▸ PROBLEM DETAILS: Repeat word for word the stretch of the lecture announcement below between "People of Greek" and "2010; Tamis, 2005).", inclusive.

Start of TEXT TO READ

Pam Papadelos will be presenting a lecture entitled 'What it means to be Greek: Ethnic identity construction among the third generation' on Thursday 14 September 2017.

The lecture will take place at the Greek Centre as a part of the Greek History and Culture Seminars offered by the Greek Community of Melbourne.

People of Greek heritage have been part of Australia for more than a hundred years. This lecture will focuse on the ethnic identity formation of the grandchildren of Greeks who arrived in the period after the Second World War and before 1975. Initial findings from a survey of youth aged 18-30 years (third generation) will be presented with the purpose of gaining an understanding of what it means to be Greek for this cohort of Australians. Comparisons are drawn between their parent(s) (second generation) and grandparents (first generation) in relation to the continuing importance of identity markers such as language, religion, culture and cuisine (Smolicz, 2010; Tamis, 2005).

End of TEXT TO READ
Start of STORED ROWS

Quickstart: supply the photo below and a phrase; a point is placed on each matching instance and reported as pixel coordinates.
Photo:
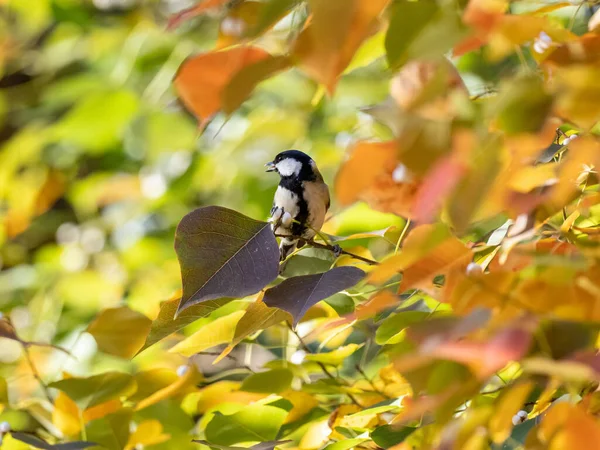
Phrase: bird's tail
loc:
(286, 247)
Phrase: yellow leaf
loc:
(219, 331)
(507, 405)
(148, 432)
(120, 331)
(202, 79)
(366, 162)
(336, 30)
(65, 415)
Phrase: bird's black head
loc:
(293, 164)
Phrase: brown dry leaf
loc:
(427, 87)
(65, 415)
(366, 162)
(202, 79)
(334, 33)
(508, 404)
(202, 7)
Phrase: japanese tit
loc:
(301, 200)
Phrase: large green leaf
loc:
(166, 323)
(112, 431)
(253, 423)
(272, 381)
(91, 391)
(223, 253)
(296, 295)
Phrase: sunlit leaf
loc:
(91, 391)
(270, 445)
(334, 33)
(36, 442)
(296, 295)
(202, 7)
(252, 423)
(148, 432)
(223, 253)
(201, 79)
(508, 404)
(366, 162)
(335, 357)
(219, 331)
(271, 381)
(112, 431)
(120, 331)
(166, 323)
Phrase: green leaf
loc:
(98, 121)
(346, 444)
(91, 391)
(36, 442)
(223, 253)
(120, 331)
(296, 295)
(389, 435)
(335, 357)
(258, 317)
(270, 445)
(392, 326)
(271, 12)
(523, 105)
(166, 323)
(111, 431)
(219, 331)
(272, 381)
(407, 22)
(253, 423)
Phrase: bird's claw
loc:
(337, 251)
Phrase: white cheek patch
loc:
(289, 167)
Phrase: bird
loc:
(301, 200)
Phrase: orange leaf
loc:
(202, 79)
(367, 161)
(194, 11)
(337, 28)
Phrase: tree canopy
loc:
(141, 295)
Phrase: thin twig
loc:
(331, 248)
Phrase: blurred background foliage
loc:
(99, 161)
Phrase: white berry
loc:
(298, 357)
(474, 269)
(286, 220)
(182, 370)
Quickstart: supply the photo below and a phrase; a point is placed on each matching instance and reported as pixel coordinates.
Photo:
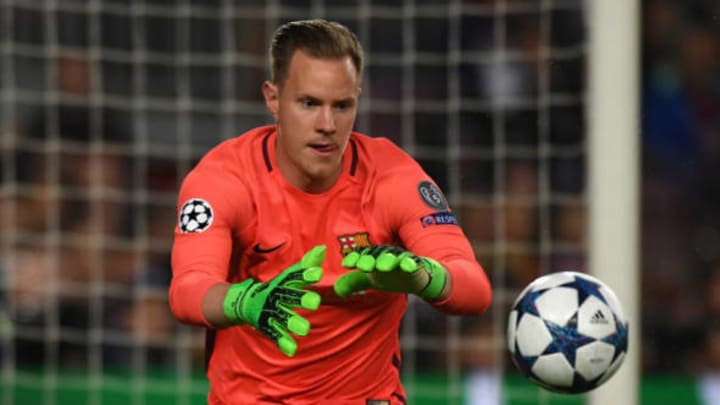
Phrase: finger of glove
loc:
(297, 298)
(284, 341)
(351, 282)
(350, 260)
(302, 278)
(292, 321)
(314, 258)
(409, 263)
(366, 263)
(298, 276)
(387, 262)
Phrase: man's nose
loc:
(326, 120)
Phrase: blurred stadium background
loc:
(106, 104)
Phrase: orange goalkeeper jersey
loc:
(240, 218)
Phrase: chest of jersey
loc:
(288, 224)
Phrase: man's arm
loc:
(212, 306)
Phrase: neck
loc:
(302, 180)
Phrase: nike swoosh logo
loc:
(258, 249)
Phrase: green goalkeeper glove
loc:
(391, 268)
(268, 307)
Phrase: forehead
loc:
(311, 74)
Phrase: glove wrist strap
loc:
(233, 300)
(438, 278)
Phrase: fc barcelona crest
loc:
(354, 241)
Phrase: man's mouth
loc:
(323, 148)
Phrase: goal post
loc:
(613, 169)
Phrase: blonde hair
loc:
(318, 38)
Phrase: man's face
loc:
(315, 109)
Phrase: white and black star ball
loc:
(196, 215)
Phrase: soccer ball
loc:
(567, 332)
(196, 215)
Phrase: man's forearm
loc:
(213, 305)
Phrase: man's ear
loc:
(272, 95)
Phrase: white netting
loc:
(106, 104)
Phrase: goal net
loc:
(106, 104)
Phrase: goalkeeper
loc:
(298, 243)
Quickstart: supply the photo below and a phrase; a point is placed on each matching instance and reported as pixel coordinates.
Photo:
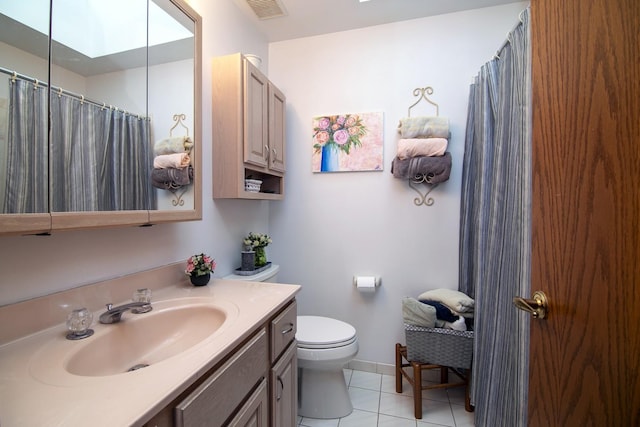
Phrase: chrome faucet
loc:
(113, 314)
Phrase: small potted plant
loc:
(199, 269)
(257, 242)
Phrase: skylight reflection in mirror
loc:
(88, 36)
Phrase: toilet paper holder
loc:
(366, 283)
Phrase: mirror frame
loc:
(46, 223)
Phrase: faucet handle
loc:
(144, 296)
(79, 324)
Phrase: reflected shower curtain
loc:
(101, 158)
(27, 165)
(495, 230)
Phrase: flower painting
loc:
(347, 142)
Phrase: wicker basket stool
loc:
(434, 348)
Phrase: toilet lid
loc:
(323, 332)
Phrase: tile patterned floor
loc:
(376, 404)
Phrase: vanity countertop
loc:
(62, 399)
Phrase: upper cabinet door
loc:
(256, 144)
(277, 114)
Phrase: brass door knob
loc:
(538, 305)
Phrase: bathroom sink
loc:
(141, 340)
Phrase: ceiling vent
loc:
(266, 9)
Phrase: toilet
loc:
(325, 346)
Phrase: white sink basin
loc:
(137, 341)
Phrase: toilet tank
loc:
(268, 275)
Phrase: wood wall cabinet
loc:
(248, 130)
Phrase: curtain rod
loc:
(59, 91)
(507, 41)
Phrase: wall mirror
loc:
(100, 121)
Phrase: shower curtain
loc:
(495, 229)
(26, 185)
(97, 159)
(101, 158)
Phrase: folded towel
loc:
(416, 313)
(415, 147)
(437, 169)
(424, 127)
(176, 160)
(178, 144)
(457, 301)
(458, 325)
(171, 178)
(442, 311)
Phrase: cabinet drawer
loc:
(216, 398)
(283, 330)
(254, 413)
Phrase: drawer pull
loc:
(281, 389)
(288, 329)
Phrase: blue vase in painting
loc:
(330, 161)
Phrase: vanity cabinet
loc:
(248, 130)
(284, 368)
(255, 384)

End of STORED ROWS

▸ SOLUTION TO THIS PROBLEM:
People of Greek heritage have been part of Australia for more than a hundred years. This lecture will focuse on the ethnic identity formation of the grandchildren of Greeks who arrived in the period after the Second World War and before 1975. Initial findings from a survey of youth aged 18-30 years (third generation) will be presented with the purpose of gaining an understanding of what it means to be Greek for this cohort of Australians. Comparisons are drawn between their parent(s) (second generation) and grandparents (first generation) in relation to the continuing importance of identity markers such as language, religion, culture and cuisine (Smolicz, 2010; Tamis, 2005).